WHAT IS EXPECTED — In the forum thread on the fork() problem, what does CoryXie say the value 0x123890ab is?

EXCERPTED PASSAGE —
####
Does any of that help to isolate where the problem might be ?

Thanks

Lynton
CoryXie
Posts: 3
Joined: Sun Jul 12, 2009 6:50 am

Re: Newbie: Problem with fork() in Tutorial ?

Post by CoryXie »

I had the same problem with you, but I solved it by doing some hack.
You just need to change in task.c where the kernel_stack is allocated:
in initialise_tasking:
change
current_task->kernel_stack = kmalloc_a(KERNEL_STACK_SIZE);
to
current_task->kernel_stack = kmalloc(KERNEL_STACK_SIZE);

in fork():
change
new_task->page_directory = directory;
current_task->kernel_stack = kmalloc_a(KERNEL_STACK_SIZE);
to
new_task->page_directory = directory;
new_task->kernel_stack = kmalloc(KERNEL_STACK_SIZE);

You should do two changes in fork() as above, because the code is
obviously allocating new task strcut and assigning its stack area, not the
current stack stack;

I still have not figured why kmalloc_a will cause the page fault problem;

The value 0x123890ab is the KHEAP_MAGIC, but I don't know why this
value is changed to be in CR2.

Maybe we can dig more, or maybe JamesM can post some insights on this.

BTW, the Tutorial is very good for me to learn the basic things, so I'd like to
say thanks to JamesM!

Thanks,
Cory
bpaterni
Posts: 12
Joined: Sat May 30, 2009 4:38 pm

Re: Newbie: Problem with fork() in Tutorial ?

Post by bpaterni »

I had a similar problem except my kernel would triple fault when I tried to clone_directory(). After a few hours of inserting infinite loops and making 'debugging' calls to kmalloc_ap() I finally tracked it down to the find_smallest_hole function where it searches for a hole big enough to hold the page-aligned size. Here's what I did:

Code: Select all

		if(page_align) {
#if 0
			unsigned int location = (unsigned int)header;
			signed int offset = 0;
			if((location+sizeof(headerT)) & 0xFFFFF000)
				offset = 0x1000 - (location+sizeof(headerT) % 0x1000);
			signed int hole_size = (signed int)header->size - offset;
			if(hole_size >= (signed int)size)
				break;
#endif
#if 1
			unsigned int preview_location = PAGE_ALIGN_ADDPAGE((unsigned int)header);
			unsigned int offset = preview_location - (unsigned int)header;
			if(header->size >= offset)
				if(header->size-offset >= size)
					break;
#endif
		}
where

Code: Select all

#define PAGE_ALIGN_ADDPAGE(addr) ((addr)+(0x1000)-(addr&0xFFF))
I'm not sure how it fixes the problem though, because essentially it does the same thing as JamesM's tutorial code; just in a more obvious and understandable manner
User avatar
gzaloprgm
Member
Member
Posts: 141
Joined: Sun Sep 23, 2007 4:53 pm
Location: Buenos Aires, Argentina
Contact:

Re: Newbie: Problem with fork() in Tutorial ?

Post by gzaloprgm »
####
DATA —
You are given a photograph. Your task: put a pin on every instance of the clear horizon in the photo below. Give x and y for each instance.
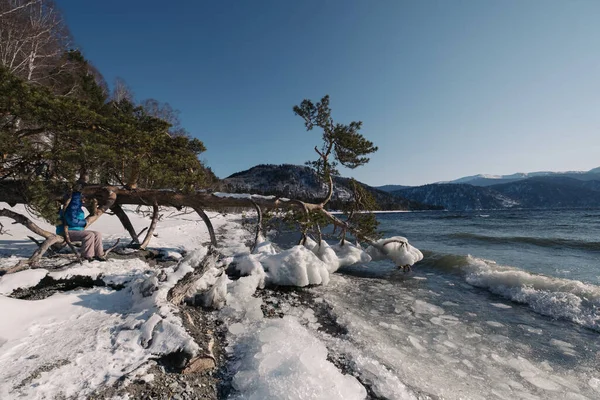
(445, 89)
####
EXERCISE SOLUTION — It is the KHEAP_MAGIC value.